§ **INSTRUCTION**
Collect every line of the rows below that contains the string "lamp". Case counts.

§ **RECORD EXCERPTS**
----

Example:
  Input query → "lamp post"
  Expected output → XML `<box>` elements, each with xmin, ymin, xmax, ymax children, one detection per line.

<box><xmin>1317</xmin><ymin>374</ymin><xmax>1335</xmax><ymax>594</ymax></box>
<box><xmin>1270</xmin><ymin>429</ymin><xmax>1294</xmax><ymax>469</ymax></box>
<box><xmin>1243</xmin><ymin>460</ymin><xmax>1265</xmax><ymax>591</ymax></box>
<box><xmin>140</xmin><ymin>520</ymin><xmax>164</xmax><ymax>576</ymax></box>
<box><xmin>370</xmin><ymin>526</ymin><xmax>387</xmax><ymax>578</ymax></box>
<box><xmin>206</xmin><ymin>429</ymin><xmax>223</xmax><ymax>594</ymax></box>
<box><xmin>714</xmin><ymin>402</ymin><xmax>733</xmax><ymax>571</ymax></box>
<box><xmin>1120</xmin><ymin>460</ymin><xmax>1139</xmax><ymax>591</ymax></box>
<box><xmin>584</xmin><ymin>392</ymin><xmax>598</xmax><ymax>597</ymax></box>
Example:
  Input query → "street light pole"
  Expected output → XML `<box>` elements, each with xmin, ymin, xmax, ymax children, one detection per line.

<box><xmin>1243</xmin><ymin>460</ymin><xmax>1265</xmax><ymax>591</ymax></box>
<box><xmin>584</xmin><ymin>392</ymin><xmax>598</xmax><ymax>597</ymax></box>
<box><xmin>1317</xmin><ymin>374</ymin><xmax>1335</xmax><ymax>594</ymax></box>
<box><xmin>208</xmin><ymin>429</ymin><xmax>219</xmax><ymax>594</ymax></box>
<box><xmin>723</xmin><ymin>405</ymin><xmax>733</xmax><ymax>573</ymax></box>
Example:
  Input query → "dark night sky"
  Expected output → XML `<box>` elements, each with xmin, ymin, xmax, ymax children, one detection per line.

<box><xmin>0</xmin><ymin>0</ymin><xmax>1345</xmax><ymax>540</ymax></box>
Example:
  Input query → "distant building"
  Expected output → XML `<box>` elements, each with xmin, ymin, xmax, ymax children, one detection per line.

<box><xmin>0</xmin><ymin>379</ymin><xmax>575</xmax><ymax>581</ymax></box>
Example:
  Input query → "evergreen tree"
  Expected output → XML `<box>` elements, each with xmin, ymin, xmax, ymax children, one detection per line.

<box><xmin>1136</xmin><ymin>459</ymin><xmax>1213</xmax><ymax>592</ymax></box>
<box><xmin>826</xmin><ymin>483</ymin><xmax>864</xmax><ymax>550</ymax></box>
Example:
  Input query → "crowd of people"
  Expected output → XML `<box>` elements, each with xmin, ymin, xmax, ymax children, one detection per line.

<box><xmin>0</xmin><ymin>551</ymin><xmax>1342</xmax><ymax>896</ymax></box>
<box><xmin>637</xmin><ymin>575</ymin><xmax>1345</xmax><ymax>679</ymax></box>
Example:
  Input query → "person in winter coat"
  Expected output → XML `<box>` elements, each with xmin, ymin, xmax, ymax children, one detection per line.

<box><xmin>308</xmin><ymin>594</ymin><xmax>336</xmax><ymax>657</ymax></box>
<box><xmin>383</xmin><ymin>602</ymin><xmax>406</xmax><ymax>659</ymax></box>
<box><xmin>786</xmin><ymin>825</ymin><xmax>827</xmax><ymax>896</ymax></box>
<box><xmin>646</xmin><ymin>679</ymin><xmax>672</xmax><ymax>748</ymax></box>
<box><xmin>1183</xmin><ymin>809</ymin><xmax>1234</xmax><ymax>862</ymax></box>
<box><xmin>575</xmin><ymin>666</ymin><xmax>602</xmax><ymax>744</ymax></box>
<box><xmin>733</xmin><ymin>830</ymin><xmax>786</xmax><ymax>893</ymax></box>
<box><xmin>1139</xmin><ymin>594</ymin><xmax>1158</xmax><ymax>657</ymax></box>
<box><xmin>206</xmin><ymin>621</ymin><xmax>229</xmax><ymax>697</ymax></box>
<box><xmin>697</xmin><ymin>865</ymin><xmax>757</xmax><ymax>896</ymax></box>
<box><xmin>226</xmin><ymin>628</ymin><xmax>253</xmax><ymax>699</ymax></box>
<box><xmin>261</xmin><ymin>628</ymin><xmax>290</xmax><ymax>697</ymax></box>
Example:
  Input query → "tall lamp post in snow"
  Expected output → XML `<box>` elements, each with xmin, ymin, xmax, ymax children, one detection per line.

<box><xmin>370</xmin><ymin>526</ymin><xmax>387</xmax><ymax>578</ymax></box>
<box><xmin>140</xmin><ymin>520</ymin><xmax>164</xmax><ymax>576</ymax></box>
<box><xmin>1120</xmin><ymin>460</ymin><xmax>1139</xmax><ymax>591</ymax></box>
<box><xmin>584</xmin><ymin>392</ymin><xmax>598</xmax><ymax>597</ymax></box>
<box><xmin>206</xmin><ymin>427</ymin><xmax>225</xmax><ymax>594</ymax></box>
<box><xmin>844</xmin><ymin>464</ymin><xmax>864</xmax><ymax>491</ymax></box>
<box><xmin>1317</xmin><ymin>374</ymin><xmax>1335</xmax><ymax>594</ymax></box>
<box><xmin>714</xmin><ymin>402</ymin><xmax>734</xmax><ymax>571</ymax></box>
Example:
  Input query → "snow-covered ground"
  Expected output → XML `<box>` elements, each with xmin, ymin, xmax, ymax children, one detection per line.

----

§ **ANSWER TO THE EXERCISE**
  Input query → "lamp post"
  Input query → "tall lamp post in snow"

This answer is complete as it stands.